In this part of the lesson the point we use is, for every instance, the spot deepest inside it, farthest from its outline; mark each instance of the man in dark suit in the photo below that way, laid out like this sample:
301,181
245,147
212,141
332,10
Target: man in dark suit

***

#### DIRECTIONS FOR THIS TASK:
Once you find the string "suit" in a line of the records, copy that line.

#### SOLUTION BELOW:
In this part of the lesson the point we use is, for every instance, the spot deepest inside it, farthest from its outline; mark each instance of the man in dark suit in the photo below that way, laid out like this sample:
Target: man in dark suit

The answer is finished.